◆ Exercise details
The word to look for is "road". Report every line of the entries below that has it.

====== Entries provided

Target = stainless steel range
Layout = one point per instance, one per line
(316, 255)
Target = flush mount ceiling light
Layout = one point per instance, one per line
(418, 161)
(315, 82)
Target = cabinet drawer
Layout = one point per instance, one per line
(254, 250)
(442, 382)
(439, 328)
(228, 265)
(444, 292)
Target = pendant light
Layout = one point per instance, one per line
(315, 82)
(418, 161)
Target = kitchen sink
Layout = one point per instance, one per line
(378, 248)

============
====== Entries provided

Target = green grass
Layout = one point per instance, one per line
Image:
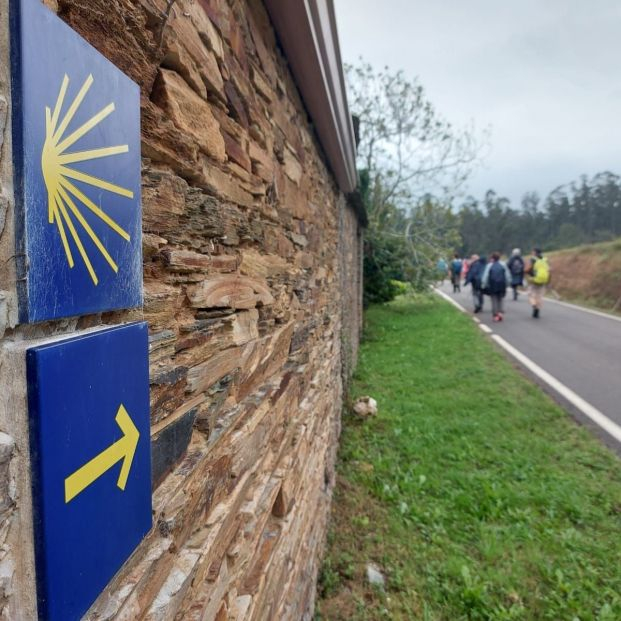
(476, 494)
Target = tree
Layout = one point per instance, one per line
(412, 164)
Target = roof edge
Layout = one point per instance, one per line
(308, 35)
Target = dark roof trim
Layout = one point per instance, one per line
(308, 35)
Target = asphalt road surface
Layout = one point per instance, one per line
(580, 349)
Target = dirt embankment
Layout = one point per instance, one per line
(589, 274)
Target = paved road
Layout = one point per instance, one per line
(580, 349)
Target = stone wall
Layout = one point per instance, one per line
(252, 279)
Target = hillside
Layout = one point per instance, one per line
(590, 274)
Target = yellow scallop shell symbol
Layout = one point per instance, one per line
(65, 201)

============
====== Entries provided

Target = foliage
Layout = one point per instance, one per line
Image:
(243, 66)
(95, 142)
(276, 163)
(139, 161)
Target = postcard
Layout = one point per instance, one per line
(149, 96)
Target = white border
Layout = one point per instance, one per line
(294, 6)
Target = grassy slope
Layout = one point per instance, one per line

============

◆ Task output
Target = asphalt road surface
Target = paved road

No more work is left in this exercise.